Repeat the data exactly, with every line included.

Supplied data
*****

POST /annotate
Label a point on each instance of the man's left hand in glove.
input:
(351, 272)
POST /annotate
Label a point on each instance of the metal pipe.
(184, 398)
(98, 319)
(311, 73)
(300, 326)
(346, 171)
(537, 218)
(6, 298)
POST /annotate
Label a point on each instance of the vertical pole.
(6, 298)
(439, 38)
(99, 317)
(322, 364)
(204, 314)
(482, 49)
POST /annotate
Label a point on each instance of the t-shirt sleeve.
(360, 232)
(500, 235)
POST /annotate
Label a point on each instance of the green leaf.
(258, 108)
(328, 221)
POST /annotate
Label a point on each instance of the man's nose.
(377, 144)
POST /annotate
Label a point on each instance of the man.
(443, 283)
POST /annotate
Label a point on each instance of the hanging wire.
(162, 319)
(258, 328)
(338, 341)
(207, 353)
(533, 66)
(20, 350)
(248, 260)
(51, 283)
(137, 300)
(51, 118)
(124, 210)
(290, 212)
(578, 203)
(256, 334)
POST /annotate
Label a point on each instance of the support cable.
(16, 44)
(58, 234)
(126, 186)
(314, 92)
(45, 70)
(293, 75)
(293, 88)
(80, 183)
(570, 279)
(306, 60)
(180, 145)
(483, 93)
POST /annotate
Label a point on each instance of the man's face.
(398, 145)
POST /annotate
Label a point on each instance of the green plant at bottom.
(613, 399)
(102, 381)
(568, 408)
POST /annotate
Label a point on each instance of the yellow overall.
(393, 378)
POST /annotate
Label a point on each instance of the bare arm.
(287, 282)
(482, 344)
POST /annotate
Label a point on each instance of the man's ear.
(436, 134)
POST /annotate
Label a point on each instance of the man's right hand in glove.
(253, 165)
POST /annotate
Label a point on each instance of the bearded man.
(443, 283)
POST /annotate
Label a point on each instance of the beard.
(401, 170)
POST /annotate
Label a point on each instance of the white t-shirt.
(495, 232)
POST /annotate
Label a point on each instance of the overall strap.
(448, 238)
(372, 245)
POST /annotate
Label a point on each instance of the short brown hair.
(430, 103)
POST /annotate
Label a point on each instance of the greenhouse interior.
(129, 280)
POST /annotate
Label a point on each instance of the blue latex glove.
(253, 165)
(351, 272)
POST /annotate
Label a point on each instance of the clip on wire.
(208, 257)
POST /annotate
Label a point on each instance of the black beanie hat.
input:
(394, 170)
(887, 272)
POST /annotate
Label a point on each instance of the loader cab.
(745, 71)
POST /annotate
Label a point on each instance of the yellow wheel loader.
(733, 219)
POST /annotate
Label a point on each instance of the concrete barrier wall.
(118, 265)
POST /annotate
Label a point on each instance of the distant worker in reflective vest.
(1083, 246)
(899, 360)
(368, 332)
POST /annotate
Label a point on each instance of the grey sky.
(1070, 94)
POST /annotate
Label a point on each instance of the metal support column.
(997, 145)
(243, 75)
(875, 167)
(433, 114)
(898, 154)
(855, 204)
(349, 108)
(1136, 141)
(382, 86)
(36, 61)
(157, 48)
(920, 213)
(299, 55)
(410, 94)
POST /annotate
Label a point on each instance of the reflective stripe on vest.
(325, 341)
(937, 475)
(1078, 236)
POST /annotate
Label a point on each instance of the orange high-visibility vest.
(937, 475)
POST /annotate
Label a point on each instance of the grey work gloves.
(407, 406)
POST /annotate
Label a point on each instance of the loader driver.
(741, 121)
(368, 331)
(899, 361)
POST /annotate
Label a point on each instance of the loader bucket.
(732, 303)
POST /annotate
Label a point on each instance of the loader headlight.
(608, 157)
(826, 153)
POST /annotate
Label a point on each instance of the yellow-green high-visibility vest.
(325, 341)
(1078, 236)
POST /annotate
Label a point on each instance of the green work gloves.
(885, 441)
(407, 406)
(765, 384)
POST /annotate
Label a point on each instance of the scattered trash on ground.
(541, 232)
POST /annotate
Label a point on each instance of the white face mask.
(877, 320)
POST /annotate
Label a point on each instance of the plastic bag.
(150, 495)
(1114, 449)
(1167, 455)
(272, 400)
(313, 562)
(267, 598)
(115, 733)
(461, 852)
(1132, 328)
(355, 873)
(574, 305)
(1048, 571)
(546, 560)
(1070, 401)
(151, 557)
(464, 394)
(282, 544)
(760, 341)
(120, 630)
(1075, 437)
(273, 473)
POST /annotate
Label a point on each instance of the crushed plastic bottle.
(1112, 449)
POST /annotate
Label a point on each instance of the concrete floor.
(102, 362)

*****

Solution
POST /annotate
Label a point on each instance of the man's left hand in glove.
input:
(351, 272)
POST /annotate
Label a point on each instance of the metal pipe.
(184, 398)
(98, 319)
(311, 73)
(300, 326)
(346, 171)
(537, 218)
(6, 298)
POST /annotate
Label a point on each instance of the vertical pole.
(6, 298)
(439, 38)
(99, 317)
(322, 364)
(204, 314)
(482, 49)
POST /annotate
Label a point on each instance of the t-shirt sleeve.
(360, 232)
(500, 235)
POST /annotate
Label a point on each instance of the green leaf.
(258, 108)
(328, 221)
POST /annotate
Label a point on each instance of the man's nose.
(377, 144)
POST /annotate
Label a point on each instance of the man.
(443, 283)
POST /annotate
Label a point on each instance of the hanging wire.
(162, 319)
(258, 328)
(338, 341)
(207, 353)
(533, 66)
(20, 350)
(248, 260)
(51, 283)
(137, 300)
(51, 118)
(124, 210)
(290, 212)
(578, 203)
(256, 334)
POST /annotate
Label a point on each instance of the support cable.
(16, 44)
(58, 234)
(126, 186)
(314, 92)
(45, 70)
(293, 75)
(293, 88)
(80, 183)
(570, 279)
(306, 60)
(180, 145)
(483, 93)
POST /annotate
Label a point on each instance of the man's face.
(398, 145)
POST /annotate
Label a point on each instance of the green plant at bottom.
(613, 399)
(102, 381)
(568, 408)
POST /annotate
Label a point on each instance of the yellow overall.
(393, 378)
POST /annotate
Label a point on each instance of the bare arm.
(287, 282)
(482, 344)
POST /annotate
Label a point on each instance of the man's ear.
(436, 134)
POST /annotate
Label a point on each instance of the man's right hand in glove.
(253, 165)
POST /annotate
Label a point on each instance of the bearded man.
(443, 283)
POST /annotate
Label a point on each instance of the beard.
(401, 170)
POST /annotate
Label a point on each instance of the white t-shirt.
(495, 232)
POST /annotate
Label a point on each instance of the overall strap.
(448, 238)
(372, 245)
POST /annotate
Label a point on each instance of the short brown hair.
(430, 103)
POST /annotate
Label a point on each instance of the greenhouse interior.
(129, 280)
POST /annotate
Label a point on each instance of the blue latex glove.
(253, 165)
(351, 272)
POST /annotate
Label a point on each instance of the clip on wire.
(208, 257)
POST /annotate
Label a point on each instance of the black beanie hat.
input:
(394, 170)
(887, 272)
POST /annotate
Label a point on each instance of the loader cab.
(745, 71)
POST /annotate
Label a point on each instance of the yellow wheel loader.
(733, 219)
POST /annotate
Label a point on each instance of the concrete barrier wall.
(118, 265)
POST /annotate
Label a point on each instance of the distant worker in reflective vest.
(1083, 246)
(899, 360)
(368, 332)
POST /annotate
Label a point on each instance of the grey sky.
(1070, 94)
POST /annotate
Label a point on each instance of the metal support column.
(997, 145)
(243, 75)
(875, 167)
(433, 114)
(898, 154)
(855, 204)
(349, 108)
(1136, 141)
(382, 86)
(36, 61)
(157, 48)
(920, 213)
(299, 55)
(410, 94)
POST /annotate
Label a point on each instance of the reflective stripe on vest.
(325, 341)
(937, 475)
(1078, 236)
POST /annotate
Label a point on each instance of the orange high-visibility vest.
(937, 475)
POST /annotate
Label a point on each instance of the grey work gloves.
(407, 406)
POST /annotate
Label a point on each instance of the loader driver.
(741, 121)
(368, 331)
(899, 361)
POST /annotate
Label a point on each instance of the loader bucket.
(732, 303)
POST /annotate
Label a point on each instance of the loader headlight.
(608, 157)
(826, 153)
POST /annotate
Label a point on each instance of the yellow-green high-visibility vest.
(325, 341)
(1078, 236)
POST /annotate
Label a point on each instance of the green work gloves.
(885, 441)
(407, 406)
(765, 384)
POST /annotate
Label a point on each instance of the scattered trash on ground.
(541, 232)
POST /annotate
Label a point on each instance of the white face mask.
(877, 320)
POST /annotate
Label a point on each instance of the plastic bag.
(150, 495)
(1114, 449)
(1167, 455)
(272, 400)
(313, 562)
(267, 598)
(115, 733)
(461, 852)
(1132, 328)
(355, 873)
(574, 305)
(1048, 571)
(546, 560)
(1070, 401)
(151, 557)
(464, 394)
(282, 544)
(760, 341)
(120, 630)
(1075, 437)
(273, 473)
POST /annotate
Label a point on each instance of the crushed plastic bottle.
(1112, 449)
POST /annotate
Label a point on each instance of the concrete floor.
(102, 362)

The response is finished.